Skip to content

Scenarios Reference

This document describes the three benchmark scenarios implemented in PUMA.


triage_jira

Class: puma.scenarios.triage_jira.TriageJiraScenario Task type: Multi-class classification Scenario ID: triage_jira

Task definition

Given a Jira issue with a title and description, assign one of four priority labels:

Label Meaning
Critical Blocks work; requires immediate attention
Major Significant impact; should be resolved soon
Minor Low impact; addressed in normal flow
Trivial Cosmetic or negligible; lowest priority

Dataset

Property Value
File data/jira_balanced_200.csv
Rows 200 (50 per class, balanced)
Columns used issue_key, title, description, priority
Gold column priority

Parse logic

_ANSWER_RE = re.compile(
    r"\b(Critical|Major|Minor|Trivial)\b", re.IGNORECASE
)
# First match in the response is used; case-normalised to title case.
# Returns None if no match found.

Metrics

Metric Notes
f1_macro Primary metric; equal weight per class
f1_weighted Weighted by class support
accuracy Overall correct fraction
per_class.<label>.precision Per-label
per_class.<label>.recall Per-label
per_class.<label>.f1 Per-label
parse_failure_rate Fraction where parse_response returned None

Example run-spec

id: triage_zeroshot
scenario: triage_jira
sample_size: 50
models: [qwen2.5:3b]
adaptation:
  strategy: [zero-shot]
inference:
  temperature: 0.0
  seed: 42
metrics: [f1_macro]

estimation_tawos

Class: puma.scenarios.estimation_tawos.EstimationTawosScenario Task type: Regression (ordinal Fibonacci) Scenario ID: estimation_tawos

Task definition

Given a user story title and description, predict the story points as a Fibonacci number.
• • • •
* [Short problem]: Copy the scenarios reference again between "Parse logic" and "no match found.", inclusive, but swap "First match" for "Last match".

* [Information shown]:
• • • •
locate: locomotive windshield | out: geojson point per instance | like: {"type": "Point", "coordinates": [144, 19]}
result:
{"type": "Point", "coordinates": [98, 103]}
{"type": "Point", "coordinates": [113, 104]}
• • • •
* [Solved exercise]:
Parse logic

_ANSWER_RE = re.compile(
    r"\b(Critical|Major|Minor|Trivial)\b", re.IGNORECASE
)
# Last match in the response is used; case-normalised to title case.
# Returns None if no match found.